THE EXERCISE.
Format the items as a two-column CSV with the headers item_text and answer, starting at the line that contains "TARGET = snow on mountain slope" and ending at the line that contains "32), (277, 51)]". Give one row per item, with its text and its answer each in a single quoted field and line breaks replaced by spaces.
** Start of PROVIDED DATA **
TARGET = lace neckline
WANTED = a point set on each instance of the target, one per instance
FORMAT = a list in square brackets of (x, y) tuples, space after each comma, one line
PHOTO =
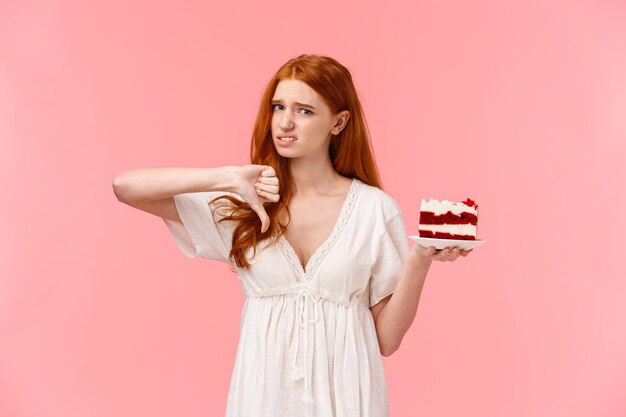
[(319, 253)]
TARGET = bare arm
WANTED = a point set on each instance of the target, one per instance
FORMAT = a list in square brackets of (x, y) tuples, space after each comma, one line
[(153, 189)]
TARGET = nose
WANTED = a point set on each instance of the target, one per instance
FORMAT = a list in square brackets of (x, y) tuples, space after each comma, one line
[(286, 120)]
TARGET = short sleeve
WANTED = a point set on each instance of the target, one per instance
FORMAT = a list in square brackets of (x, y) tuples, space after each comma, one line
[(199, 234), (392, 252)]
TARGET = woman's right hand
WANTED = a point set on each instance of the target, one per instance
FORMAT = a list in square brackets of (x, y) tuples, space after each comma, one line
[(258, 184)]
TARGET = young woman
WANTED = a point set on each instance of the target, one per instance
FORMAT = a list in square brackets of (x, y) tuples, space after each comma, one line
[(321, 251)]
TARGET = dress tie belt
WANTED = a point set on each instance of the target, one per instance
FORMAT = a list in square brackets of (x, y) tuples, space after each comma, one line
[(303, 321)]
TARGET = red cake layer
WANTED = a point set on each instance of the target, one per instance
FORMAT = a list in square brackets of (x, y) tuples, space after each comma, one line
[(439, 235), (428, 217)]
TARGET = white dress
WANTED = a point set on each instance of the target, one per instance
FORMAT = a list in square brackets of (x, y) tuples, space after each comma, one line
[(308, 344)]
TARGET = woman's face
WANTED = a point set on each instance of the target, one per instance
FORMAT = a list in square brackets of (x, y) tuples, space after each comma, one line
[(301, 113)]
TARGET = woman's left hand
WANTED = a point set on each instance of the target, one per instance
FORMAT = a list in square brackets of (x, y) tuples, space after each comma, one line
[(449, 254)]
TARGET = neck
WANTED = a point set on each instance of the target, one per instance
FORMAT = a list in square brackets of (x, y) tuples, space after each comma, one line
[(314, 176)]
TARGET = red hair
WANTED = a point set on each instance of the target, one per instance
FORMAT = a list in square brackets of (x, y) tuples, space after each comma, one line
[(350, 151)]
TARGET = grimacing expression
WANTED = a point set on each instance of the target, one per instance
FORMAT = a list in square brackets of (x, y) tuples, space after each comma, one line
[(299, 112)]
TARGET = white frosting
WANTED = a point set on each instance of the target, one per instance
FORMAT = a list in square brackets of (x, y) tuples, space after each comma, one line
[(442, 207), (454, 229)]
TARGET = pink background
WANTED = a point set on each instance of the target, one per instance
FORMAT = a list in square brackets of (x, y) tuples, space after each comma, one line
[(519, 105)]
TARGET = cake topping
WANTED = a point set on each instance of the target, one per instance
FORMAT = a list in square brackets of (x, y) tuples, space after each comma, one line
[(470, 203)]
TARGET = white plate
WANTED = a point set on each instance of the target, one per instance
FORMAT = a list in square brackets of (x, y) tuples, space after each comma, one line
[(446, 243)]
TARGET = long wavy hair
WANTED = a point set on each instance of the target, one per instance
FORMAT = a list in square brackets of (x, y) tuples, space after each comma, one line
[(350, 151)]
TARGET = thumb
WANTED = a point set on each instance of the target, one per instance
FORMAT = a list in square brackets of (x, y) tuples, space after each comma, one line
[(260, 211)]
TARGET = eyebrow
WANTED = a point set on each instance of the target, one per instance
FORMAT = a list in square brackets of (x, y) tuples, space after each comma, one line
[(296, 103)]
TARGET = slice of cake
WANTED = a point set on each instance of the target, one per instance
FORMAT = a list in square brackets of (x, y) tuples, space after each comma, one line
[(448, 220)]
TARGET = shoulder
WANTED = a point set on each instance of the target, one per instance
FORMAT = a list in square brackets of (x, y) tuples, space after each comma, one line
[(379, 200)]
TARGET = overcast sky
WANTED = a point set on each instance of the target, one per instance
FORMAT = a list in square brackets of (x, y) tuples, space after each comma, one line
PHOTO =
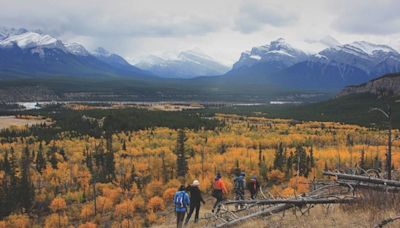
[(219, 28)]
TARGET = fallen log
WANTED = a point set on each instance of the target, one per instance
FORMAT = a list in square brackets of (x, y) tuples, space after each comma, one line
[(375, 187), (387, 221), (366, 179), (296, 202), (264, 212)]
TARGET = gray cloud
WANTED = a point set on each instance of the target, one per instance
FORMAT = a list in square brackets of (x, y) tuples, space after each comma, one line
[(221, 28), (367, 16), (104, 18), (253, 15)]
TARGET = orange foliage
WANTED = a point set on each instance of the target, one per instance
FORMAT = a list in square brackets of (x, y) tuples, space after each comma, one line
[(168, 194), (156, 204)]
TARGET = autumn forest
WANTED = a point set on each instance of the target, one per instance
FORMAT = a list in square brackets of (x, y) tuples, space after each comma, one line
[(122, 167)]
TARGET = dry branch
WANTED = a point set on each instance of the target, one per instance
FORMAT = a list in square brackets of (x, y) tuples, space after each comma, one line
[(373, 180)]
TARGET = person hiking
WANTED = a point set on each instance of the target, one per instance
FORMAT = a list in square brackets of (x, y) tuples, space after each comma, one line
[(253, 186), (239, 185), (181, 201), (195, 199), (219, 190)]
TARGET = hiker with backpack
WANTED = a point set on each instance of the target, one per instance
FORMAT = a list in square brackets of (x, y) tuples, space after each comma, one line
[(219, 190), (253, 186), (239, 186), (195, 199), (181, 201)]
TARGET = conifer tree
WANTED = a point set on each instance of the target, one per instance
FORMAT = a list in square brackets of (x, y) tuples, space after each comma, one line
[(181, 162), (279, 159), (26, 188), (40, 160)]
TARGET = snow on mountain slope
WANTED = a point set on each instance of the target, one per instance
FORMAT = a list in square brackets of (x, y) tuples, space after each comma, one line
[(76, 49), (32, 40), (186, 64), (371, 48), (6, 32), (277, 51)]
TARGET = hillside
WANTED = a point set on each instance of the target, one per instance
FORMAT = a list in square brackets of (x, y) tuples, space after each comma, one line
[(386, 85)]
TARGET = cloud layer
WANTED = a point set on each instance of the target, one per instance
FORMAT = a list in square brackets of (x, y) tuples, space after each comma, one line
[(221, 28)]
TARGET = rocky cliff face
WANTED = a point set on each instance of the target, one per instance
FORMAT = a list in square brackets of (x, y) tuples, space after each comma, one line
[(387, 85)]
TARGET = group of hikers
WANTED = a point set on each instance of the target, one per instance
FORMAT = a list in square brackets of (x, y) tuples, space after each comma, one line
[(193, 200)]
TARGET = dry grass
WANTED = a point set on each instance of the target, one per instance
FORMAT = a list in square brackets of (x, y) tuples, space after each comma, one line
[(12, 121)]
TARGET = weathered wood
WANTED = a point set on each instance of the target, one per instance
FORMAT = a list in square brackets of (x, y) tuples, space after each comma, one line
[(387, 221), (297, 202), (366, 179), (374, 187), (264, 212)]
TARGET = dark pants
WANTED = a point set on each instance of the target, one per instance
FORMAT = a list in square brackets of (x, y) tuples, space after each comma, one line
[(180, 216), (220, 197), (239, 196), (253, 194), (196, 216)]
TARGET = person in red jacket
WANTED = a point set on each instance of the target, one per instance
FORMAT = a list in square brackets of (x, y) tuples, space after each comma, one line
[(253, 186), (219, 190)]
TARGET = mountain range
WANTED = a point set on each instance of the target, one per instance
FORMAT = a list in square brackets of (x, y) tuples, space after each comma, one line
[(186, 64), (331, 69), (278, 65), (29, 54)]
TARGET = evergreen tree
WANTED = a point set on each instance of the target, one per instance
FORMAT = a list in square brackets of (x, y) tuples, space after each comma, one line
[(26, 188), (362, 160), (124, 145), (301, 161), (181, 162), (40, 160), (289, 165), (109, 159), (279, 159)]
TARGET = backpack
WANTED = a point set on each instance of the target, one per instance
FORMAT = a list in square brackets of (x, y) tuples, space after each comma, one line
[(239, 183), (180, 200)]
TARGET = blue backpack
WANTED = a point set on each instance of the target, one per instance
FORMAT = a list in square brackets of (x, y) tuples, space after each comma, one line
[(180, 200)]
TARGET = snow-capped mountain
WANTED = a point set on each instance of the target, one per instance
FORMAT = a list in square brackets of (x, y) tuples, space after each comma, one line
[(113, 59), (361, 54), (278, 51), (186, 64), (76, 49), (32, 53), (332, 68)]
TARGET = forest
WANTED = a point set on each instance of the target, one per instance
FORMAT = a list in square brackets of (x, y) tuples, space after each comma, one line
[(121, 168)]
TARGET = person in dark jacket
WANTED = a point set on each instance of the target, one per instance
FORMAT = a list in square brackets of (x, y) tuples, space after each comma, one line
[(195, 199), (219, 190), (181, 201), (253, 186)]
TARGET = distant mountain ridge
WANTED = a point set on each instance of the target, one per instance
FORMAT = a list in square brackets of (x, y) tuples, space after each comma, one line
[(26, 53), (387, 85), (280, 64), (186, 64)]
** End of PROVIDED DATA **
PROBLEM SOLUTION.
item_text,answer
"TARGET = snow on mountain slope WANTED = a point set on each instance of the target, one per instance FORMAT = a list in square brackets of (x, y) tuples, space after each comma, one line","[(76, 49), (32, 40), (186, 64), (371, 48), (6, 32), (277, 51)]"